Complete the following:
**A)** Answer these questions from the water treatment patent:
(i) Which chelating agent does the patent name as preferred?
(ii) What pH range does claim 2 give for the water?
(iii) What TOC concentration does claim 7 set?
**B)** List every amount of chelating agent, stated relative to the aluminum concentration by weight, that the claims of the water treatment patent give, with the claim number for each.
**C)** Based on the water treatment patent, say whether each statement is true, and quote the words that decide it:
(i) After the chelating agent is added, the water passes through a reverse osmosis membrane device.
(ii) The preferred Al ion concentration is 50 to 700 mg/L.
(iii) The preferred pH of the water is above 6.

Page:
________________
TREATMENT METHOD FOR FLUORINE- AND ALUMINUM-CONTAINING WATER

Abstract

The present invention provides a treatment method for fluorine- and aluminum-containing water, in which a chelating agent is added to fluorine- and aluminum-containing water in an amount of 100 times or more by weight of the aluminum concentration in the fluorine- and aluminum-containing water, and then water is passed through a reverse osmosis membrane device. The pH of the fluorine- and aluminum-containing water is preferably 4 to 6. The chelating agent is preferably EDTA. The F ion concentration in the water to be treated is preferably 50 to 700 mg/L, and the Al ion concentration therein is preferably 0.01 to 1 mg/L.

Claims

1. A treatment method for fluorine- and aluminum-containing water, comprising: adding a chelating agent to fluorine- and aluminum-containing water in an amount of 100 times or more by weight of an aluminum concentration in the fluorine- and aluminum-containing water; and passing water through a reverse osmosis membrane device.

2. The treatment method for fluorine- and aluminum-containing water according to claim 1, wherein a pH of the fluorine- and aluminum-containing water is 4 to 6.

3. The treatment method for fluorine- and aluminum-containing water according to claim 1, wherein the chelating agent is EDTA.

4. The treatment method for fluorine- and aluminum-containing water according to claim 1, wherein the chelating agent is added to the fluorine- and aluminum-containing water in an amount of 100 to 1500 times by weight of the aluminum concentration in the fluorine- and aluminum-containing water.

5. The treatment method for fluorine- and aluminum-containing water according to claim 1, wherein the chelating agent is added to the fluorine- and aluminum-containing water in an amount of 800 to 1500 times by weight of the aluminum concentration in the fluorine- and aluminum-containing water.

6. The treatment method for fluorine- and aluminum-containing water according to claim 1, wherein an F ion concentration in the fluorine- and aluminum-containing water is 50 to 700 mg/L, and an Al ion concentration is 0.01 to 1 mg/L.

7. The treatment method for fluorine- and aluminum-containing water according to claim 1, wherein a TOC concentration in the fluorine- and aluminum-containing water is 10 mg/L, or less.
________________
Information provided:
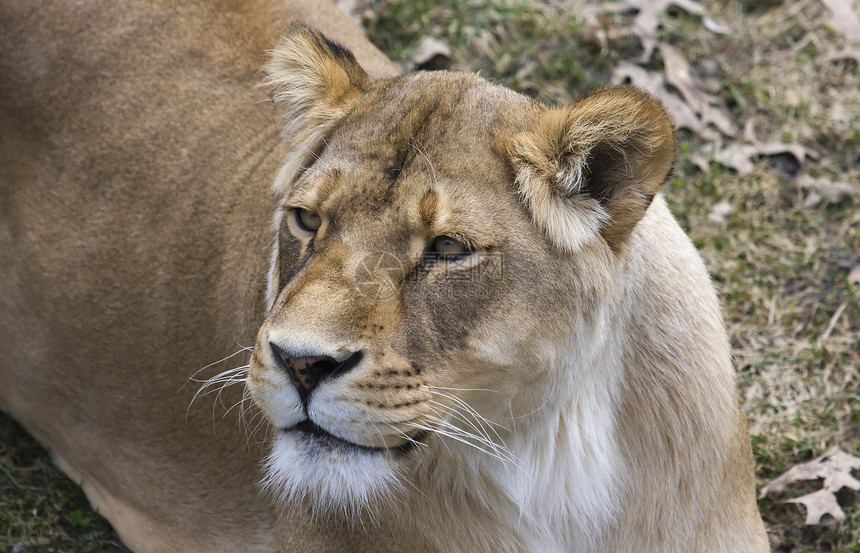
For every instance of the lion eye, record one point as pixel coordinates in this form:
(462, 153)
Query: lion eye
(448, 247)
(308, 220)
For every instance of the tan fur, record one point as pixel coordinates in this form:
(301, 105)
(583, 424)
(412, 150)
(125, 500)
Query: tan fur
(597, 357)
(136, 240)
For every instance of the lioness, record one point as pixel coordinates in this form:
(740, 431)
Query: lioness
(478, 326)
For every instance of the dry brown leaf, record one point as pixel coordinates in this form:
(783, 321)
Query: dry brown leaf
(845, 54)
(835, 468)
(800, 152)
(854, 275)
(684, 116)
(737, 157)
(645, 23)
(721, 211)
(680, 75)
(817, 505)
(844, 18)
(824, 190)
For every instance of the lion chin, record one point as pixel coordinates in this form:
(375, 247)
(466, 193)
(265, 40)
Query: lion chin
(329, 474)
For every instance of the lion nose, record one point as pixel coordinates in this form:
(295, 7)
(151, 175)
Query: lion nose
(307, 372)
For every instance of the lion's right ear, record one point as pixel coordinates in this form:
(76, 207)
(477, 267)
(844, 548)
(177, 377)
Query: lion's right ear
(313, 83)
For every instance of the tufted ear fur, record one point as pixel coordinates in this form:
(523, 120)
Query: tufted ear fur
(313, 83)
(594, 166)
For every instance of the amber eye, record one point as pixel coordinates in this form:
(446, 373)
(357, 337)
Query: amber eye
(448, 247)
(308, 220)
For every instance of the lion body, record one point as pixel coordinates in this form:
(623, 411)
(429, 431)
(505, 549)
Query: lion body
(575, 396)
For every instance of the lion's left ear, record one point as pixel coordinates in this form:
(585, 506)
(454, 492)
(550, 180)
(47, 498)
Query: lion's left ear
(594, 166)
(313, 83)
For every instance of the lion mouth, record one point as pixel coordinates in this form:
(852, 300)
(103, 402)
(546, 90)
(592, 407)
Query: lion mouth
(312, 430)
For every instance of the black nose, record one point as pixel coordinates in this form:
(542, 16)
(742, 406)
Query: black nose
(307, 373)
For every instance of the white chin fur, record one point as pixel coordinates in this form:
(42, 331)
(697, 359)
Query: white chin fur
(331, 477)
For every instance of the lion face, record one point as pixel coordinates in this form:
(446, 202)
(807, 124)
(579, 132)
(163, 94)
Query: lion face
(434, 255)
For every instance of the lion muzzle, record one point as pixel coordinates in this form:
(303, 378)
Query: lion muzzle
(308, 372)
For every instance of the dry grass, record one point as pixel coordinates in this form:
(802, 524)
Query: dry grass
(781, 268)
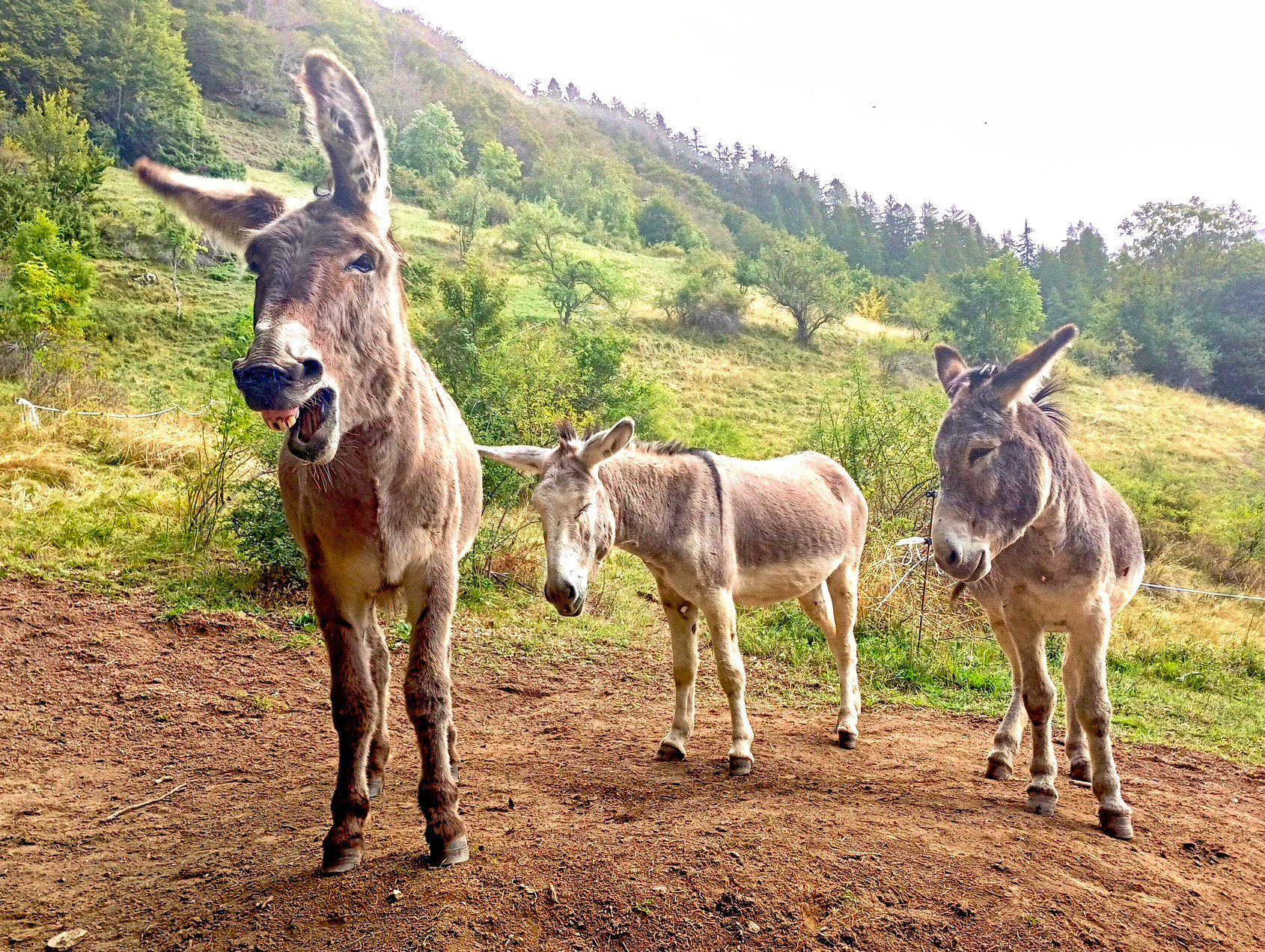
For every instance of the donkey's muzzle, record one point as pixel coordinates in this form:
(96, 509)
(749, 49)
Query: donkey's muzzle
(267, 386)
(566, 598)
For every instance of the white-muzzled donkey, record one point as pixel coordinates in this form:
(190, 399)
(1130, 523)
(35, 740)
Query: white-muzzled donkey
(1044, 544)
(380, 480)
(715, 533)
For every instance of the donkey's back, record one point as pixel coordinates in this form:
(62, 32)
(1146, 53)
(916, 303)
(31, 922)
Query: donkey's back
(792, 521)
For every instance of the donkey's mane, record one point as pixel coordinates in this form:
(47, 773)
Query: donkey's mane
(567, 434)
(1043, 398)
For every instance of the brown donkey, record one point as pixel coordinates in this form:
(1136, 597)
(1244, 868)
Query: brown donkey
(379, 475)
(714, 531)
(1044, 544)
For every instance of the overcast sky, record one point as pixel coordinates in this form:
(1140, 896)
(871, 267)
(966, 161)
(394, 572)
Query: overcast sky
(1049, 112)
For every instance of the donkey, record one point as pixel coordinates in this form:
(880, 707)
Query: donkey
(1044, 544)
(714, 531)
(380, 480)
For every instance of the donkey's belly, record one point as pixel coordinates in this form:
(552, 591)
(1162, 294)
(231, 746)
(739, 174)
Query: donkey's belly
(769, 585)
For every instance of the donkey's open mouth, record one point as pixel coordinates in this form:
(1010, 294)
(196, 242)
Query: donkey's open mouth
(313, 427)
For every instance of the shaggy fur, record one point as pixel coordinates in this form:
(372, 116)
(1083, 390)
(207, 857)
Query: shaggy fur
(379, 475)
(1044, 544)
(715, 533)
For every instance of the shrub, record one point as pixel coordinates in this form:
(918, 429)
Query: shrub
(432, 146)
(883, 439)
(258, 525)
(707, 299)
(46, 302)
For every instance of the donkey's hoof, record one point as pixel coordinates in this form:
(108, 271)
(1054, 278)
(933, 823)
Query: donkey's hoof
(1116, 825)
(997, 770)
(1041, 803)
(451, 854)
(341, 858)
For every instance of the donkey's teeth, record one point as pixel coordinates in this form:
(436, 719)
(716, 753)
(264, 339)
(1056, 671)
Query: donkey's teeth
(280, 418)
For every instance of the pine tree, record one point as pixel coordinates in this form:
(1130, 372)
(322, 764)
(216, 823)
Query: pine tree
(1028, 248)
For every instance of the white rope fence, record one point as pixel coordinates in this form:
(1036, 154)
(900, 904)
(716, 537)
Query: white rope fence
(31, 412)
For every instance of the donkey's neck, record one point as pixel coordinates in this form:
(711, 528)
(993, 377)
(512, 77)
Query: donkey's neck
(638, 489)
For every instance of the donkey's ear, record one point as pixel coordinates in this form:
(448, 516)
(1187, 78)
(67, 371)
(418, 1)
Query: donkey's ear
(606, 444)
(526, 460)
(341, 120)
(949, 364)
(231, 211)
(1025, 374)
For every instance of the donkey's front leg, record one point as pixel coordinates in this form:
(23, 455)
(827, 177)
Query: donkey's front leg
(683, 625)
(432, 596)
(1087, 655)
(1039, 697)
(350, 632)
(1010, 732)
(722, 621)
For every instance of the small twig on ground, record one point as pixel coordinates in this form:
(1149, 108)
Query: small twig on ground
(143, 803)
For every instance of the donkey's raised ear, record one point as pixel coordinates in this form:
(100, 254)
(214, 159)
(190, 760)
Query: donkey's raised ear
________________
Answers to the exercise:
**A)**
(i) EDTA
(ii) 4 to 6
(iii) 10 mg/L or less

**B)**
- 100 times or more (claim 1)
- 100 to 1500 times (claim 4)
- 800 to 1500 times (claim 5)

**C)**
(i) Yes: "and then water is passed through a reverse osmosis membrane device"
(ii) No: "the Al ion concentration therein is preferably 0.01 to 1 mg/L"
(iii) No: "The pH of the fluorine- and aluminum-containing water is preferably 4 to 6."